### Work instructions
Revise everything from the start of the records down to the line containing "153,453,217,536", replacing "screenshot" with "photo" and keeping all else unchanged. Omit the pictures from your output.

[Image region labeling records]
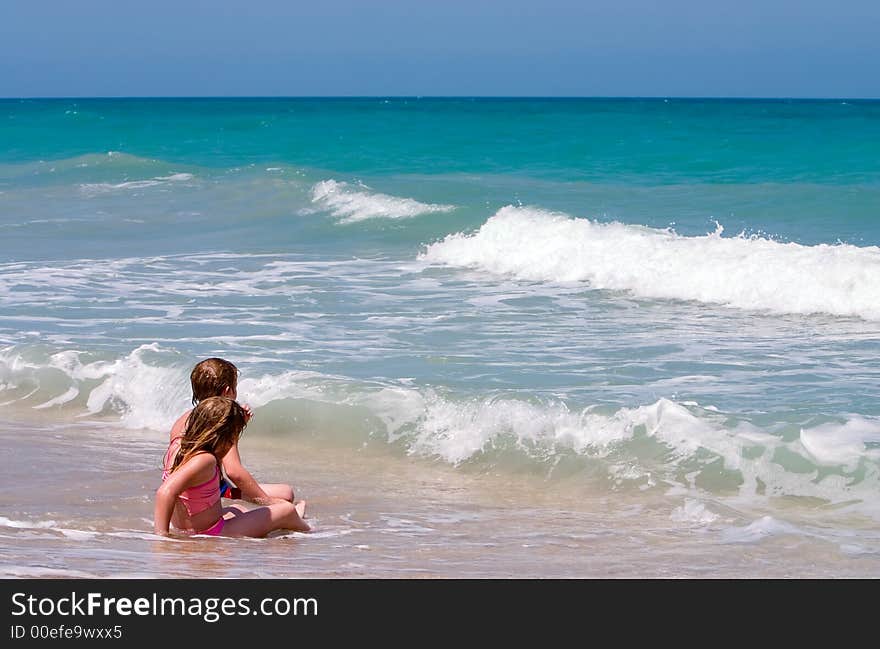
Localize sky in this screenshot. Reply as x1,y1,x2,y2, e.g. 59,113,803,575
0,0,880,98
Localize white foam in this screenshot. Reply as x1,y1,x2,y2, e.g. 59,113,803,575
800,415,880,470
0,516,58,530
79,173,194,194
670,498,719,525
420,206,880,320
722,516,803,543
312,180,455,223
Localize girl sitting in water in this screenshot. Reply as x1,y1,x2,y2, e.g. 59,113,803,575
153,397,311,537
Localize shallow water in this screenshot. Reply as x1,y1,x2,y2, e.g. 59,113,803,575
0,100,880,577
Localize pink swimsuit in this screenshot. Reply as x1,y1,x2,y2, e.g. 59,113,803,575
162,437,226,536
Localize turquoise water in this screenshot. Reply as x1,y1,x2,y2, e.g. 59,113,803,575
0,98,880,552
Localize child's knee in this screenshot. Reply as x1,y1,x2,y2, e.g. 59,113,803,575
281,485,294,502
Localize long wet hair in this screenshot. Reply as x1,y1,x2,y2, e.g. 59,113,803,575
189,358,238,405
168,397,247,473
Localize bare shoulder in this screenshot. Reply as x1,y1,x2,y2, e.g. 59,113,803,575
172,453,217,486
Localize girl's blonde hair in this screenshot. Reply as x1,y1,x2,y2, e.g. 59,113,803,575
168,397,247,473
189,358,238,405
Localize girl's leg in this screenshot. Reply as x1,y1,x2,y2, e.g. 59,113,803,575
260,482,294,502
222,500,311,538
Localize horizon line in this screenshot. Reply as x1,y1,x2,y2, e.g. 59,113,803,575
0,95,880,101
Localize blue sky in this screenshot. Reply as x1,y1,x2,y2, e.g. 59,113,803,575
0,0,880,97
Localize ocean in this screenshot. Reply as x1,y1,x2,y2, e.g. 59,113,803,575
0,98,880,579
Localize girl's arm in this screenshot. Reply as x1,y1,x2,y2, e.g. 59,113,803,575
217,444,281,505
153,453,217,536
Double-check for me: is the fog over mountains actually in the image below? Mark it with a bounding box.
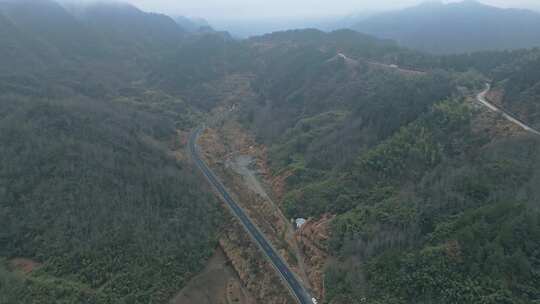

### Task answer
Localize sky in this photo. Reply as x1,y1,x2,y2, e.g. 59,113,803,575
0,0,880,98
Localize white foam in this photo. Reply as x1,y1,x2,y2, e.g. 59,113,803,575
800,415,880,470
0,516,58,530
79,173,194,194
670,498,719,525
420,206,880,320
722,516,803,543
312,180,455,223
Localize girl sitting in water in this photo. Reply as x1,y1,x2,y2, e.g. 59,113,803,575
153,397,311,537
Localize shallow water in this photo. Reply as x1,y1,x2,y2, e.g. 59,113,803,575
0,100,880,577
Localize pink swimsuit in this photo. Reply as x1,y1,x2,y2, e.g. 59,113,803,575
162,437,226,536
Localize turquoise water in this photo. Reply as x1,y1,x2,y2, e.g. 59,113,803,575
0,98,880,552
Localize child's knee in this photo. Reply as x1,y1,x2,y2, e.g. 59,113,803,575
281,485,294,502
Localize long wet hair in this photo. Reply as x1,y1,x2,y2, e.g. 59,113,803,575
189,358,238,405
168,397,247,473
Localize bare shoulder in this photo. Reply as x1,y1,x2,y2, e.g. 59,113,803,575
172,453,217,486
Localize girl's blonde hair in this photo. Reply as x1,y1,x2,y2, e.g. 59,113,803,575
168,397,247,473
189,358,238,405
Localize girl's leg in this photo. Reply as x1,y1,x2,y2, e.g. 59,113,803,575
260,482,294,502
222,500,311,538
Localize horizon line in this photo. Reply as x1,y1,x2,y2, e.g. 59,113,803,575
0,95,880,101
Localize blue sky in this photo. Reply as x1,y1,x2,y2, e.g. 59,113,803,575
0,0,880,97
Localize ocean in this photo. Reply as x1,y1,x2,y2, e.g. 59,113,803,575
0,98,880,579
Localize girl's arm in this photo. Reply as x1,y1,x2,y2, e.g. 59,113,803,575
217,444,281,505
153,453,217,536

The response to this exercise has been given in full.